# 文書抜粋
102H35

次の文を読み、35、36の問いに答えよ。
40歳の男性。左下肢の痛みを主訴に来院した。
現病歴:4週前から左腰の痛みが出現した。他院で腰痛症の診断で非ステロイド性抗炎症薬の投与を受け、週1回通院していたが症状は改善せず、左下腿外側の痛みと左足背のしびれとを自覚するようになった。患者自身としては以前経験した腰痛とは違うように思っていたが、腰痛症と診断した医師とは長い付き合いで、そのことを言い出せず、改善のないまま4週間服薬を続けた。しかし、全く改善がみられないため、紹介状を持たずに当院を受診した。
既往歴:30歳から時々腰痛を自覚。
生活歴・家族歴:特記すべきことはない。

# 課題
A. 症例文のうち、「40歳の男性。左下肢の痛みを主訴に来院した。」を含む語句で始まり「状を持たずに当院を受診した。」で終わる部分を、一字一句変えずにそのまま繰り返して書いてください。
B. 症例文について次の問いに答えよ。
(i) 来院した男性は何歳か。
(ii) 左腰の痛みは何週前から出現したか。
(iii) 既往歴によると、何歳から時々腰痛を自覚しているか。
このあとのエントリは使わなくてよい。

# 抽出情報
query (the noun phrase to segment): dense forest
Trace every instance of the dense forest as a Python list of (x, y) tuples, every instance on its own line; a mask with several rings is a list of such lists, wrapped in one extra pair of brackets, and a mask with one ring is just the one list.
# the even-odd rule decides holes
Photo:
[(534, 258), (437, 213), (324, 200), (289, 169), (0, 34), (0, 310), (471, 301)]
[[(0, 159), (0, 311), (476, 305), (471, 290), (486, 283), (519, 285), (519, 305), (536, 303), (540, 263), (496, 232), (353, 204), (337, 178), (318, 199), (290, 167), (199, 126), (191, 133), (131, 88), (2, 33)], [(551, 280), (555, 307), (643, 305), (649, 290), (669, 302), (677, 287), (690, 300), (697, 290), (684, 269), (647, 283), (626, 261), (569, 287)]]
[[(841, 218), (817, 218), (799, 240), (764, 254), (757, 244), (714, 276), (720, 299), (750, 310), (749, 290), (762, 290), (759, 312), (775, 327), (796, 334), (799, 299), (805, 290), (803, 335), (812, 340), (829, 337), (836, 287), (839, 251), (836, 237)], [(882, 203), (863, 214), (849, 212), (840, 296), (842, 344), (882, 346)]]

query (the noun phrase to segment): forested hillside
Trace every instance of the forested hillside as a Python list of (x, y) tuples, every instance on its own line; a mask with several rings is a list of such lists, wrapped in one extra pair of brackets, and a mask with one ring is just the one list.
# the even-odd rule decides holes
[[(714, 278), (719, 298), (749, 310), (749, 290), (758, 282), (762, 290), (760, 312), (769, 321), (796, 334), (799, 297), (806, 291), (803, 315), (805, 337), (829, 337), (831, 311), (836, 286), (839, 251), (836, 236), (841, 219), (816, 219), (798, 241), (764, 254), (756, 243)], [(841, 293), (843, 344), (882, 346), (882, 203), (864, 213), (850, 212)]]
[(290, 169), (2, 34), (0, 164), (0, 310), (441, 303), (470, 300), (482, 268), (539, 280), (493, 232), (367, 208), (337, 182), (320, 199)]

# 番号別解答
A.
40歳の男性。左下肢の痛みを主訴に来院した。
現病歴:4週前から左腰の痛みが出現した。他院で腰痛症の診断で非ステロイド性抗炎症薬の投与を受け、週1回通院していたが症状は改善せず、左下腿外側の痛みと左足背のしびれとを自覚するようになった。患者自身としては以前経験した腰痛とは違うように思っていたが、腰痛症と診断した医師とは長い付き合いで、そのことを言い出せず、改善のないまま4週間服薬を続けた。しかし、全く改善がみられないため、紹介状を持たずに当院を受診した。

B.
(i) 40歳
(ii) 4週前
(iii) 30歳